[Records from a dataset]
□ □ □ □ □ □ □

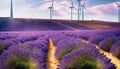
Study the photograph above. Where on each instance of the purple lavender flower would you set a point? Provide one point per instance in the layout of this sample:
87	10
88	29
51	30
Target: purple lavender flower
115	49
68	45
86	58
96	38
107	43
17	58
5	44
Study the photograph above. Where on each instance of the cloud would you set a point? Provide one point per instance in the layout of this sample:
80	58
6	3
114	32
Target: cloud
109	9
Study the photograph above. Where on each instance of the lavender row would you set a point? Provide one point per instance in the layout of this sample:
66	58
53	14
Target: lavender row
25	55
86	58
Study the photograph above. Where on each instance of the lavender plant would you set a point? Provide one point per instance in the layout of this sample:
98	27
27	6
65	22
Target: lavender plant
86	58
115	49
17	58
107	43
68	45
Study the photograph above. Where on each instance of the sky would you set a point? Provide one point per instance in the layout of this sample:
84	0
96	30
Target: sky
105	10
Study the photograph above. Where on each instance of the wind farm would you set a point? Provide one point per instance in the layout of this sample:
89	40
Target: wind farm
60	34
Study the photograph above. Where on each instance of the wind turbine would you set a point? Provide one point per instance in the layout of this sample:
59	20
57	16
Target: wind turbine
79	8
51	9
11	9
72	7
83	7
118	5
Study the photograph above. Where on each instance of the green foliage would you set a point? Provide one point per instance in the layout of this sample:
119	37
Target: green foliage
19	63
85	63
108	45
66	51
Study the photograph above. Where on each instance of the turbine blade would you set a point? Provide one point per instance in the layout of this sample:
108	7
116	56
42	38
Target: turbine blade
39	2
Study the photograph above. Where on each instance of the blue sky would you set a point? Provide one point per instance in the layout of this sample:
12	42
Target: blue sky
96	9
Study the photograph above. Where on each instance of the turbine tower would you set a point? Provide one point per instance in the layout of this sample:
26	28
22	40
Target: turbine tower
51	9
11	9
118	5
83	7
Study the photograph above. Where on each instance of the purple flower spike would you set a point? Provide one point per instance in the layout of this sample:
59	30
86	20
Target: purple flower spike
107	43
115	50
86	58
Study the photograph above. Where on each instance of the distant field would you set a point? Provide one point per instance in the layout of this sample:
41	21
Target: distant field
59	44
18	24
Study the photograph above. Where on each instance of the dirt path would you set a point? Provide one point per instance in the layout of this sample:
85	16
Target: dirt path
114	59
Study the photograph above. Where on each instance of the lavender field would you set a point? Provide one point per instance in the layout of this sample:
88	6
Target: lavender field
72	49
59	44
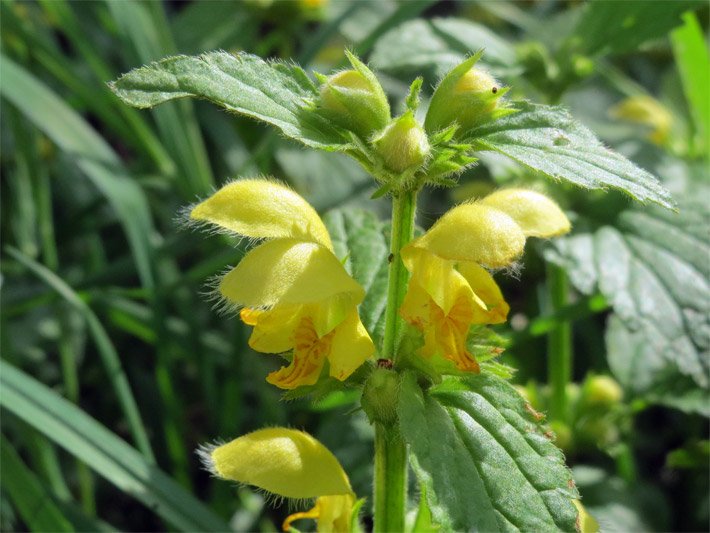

□ □ □ □ □ □ □

**SHORT EXERCISE**
Write out the listing above as a JSON array of strings, with one string per line and no blank lines. Leave the pictures out.

**EXERCISE ANSWER**
[
  "Study the photograph above. Where on each instance of the purple lavender flower would you set a point? Provide one point per instance in the layout of this sample:",
  "87\t10",
  "88\t29",
  "51\t30",
  "Target: purple lavender flower",
  "115\t49",
  "68\t45",
  "86\t58",
  "96\t38",
  "107\t43",
  "17\t58",
  "5\t44",
  "Study the photograph above. Where on each instance of the cloud would you set a point? Provide one point per instance in the layout of this sample:",
  "80\t58",
  "6\t3",
  "114\t32",
  "Target: cloud",
  "109\t9",
  "Study the photograph above. Where on each instance of the lavender row would you set a point? Provide one point per instance in the layout of this sample:",
  "66\t58",
  "53\t14",
  "Target: lavender row",
  "25\t55",
  "86\t58",
  "Study the photograph above. Where on each instance of the lavender plant would you set a point? Provide one point per instance in the layout of this sample:",
  "98\t27",
  "27\t6",
  "65\t22",
  "Target: lavender plant",
  "86\t58",
  "115\t49",
  "17\t58",
  "107\t43",
  "68\t45",
  "Study the photograph above. Where on each instance of the sky would you set a point? Provide one point per instance in the layout of this sample:",
  "84\t0",
  "96\t30",
  "Target: sky",
  "105\t10",
  "Study the photograph above. Where on each instance of the wind farm would you set a point? Provide one point per instance in the layout of this sample:",
  "89\t40",
  "Target: wind farm",
  "60\t34",
  "Study the photograph above. Where on each instance of the wind turbine would you set a point? Provide one point per instance in the layout of this sample:",
  "59\t20",
  "57\t16",
  "Target: wind turbine",
  "79\t8",
  "51\t9",
  "11\t9",
  "72\t7",
  "83\t7",
  "118\t5",
  "Study the photograph above. Where on each instance of the green foliage would you set a point? Provide one point per instance in the layout of this sample:",
  "119\t37",
  "Target: green foliage",
  "19\t63",
  "85\t63",
  "108\t45",
  "66\t51",
  "Study the photograph above. Where on each instance of the turbine blade would you set a point? Provide one point per instance in the layout of this sample:",
  "108\t7",
  "116\t56",
  "42\t38",
  "Target: turbine blade",
  "39\t2",
  "Study the photograph above. Where on each instance of the blue sky would you set a point? Provide one point per instance in the layout of this sample:",
  "12\t42",
  "Target: blue sky",
  "96\t9",
  "Study the photograph above. Where on each instance of the turbine tower would you set a point? Provide one point per instance in the layout of this sample:",
  "26\t28",
  "22\t40",
  "Target: turbine tower",
  "51\t9",
  "11\t9",
  "118\t5",
  "83\t7",
  "Study the photograph above. Where on each instance of the purple flower spike would you set a point? Provide one point per instance in the layout of this sample:",
  "59\t30",
  "86\t20",
  "Target: purple flower spike",
  "107\t43",
  "115\t50",
  "86\t58",
  "Study the photograph above. Where on each instance of the distant field would you set a point? Provide one point per instance in the layout of this sample:",
  "41\t21",
  "Target: distant field",
  "59\t44",
  "18\t24",
  "Study the photograph above. Where on each instance of the dirt path would you set a point? Provide one point per instance in the layout of this sample:",
  "85\t16",
  "Target: dirt path",
  "114\t59",
  "Study the photograph above. Where on each instance of the lavender field would you set a point? Provide one point per instance in the layout of this sample:",
  "88\t6",
  "Target: lavender field",
  "72\t49",
  "59\t44"
]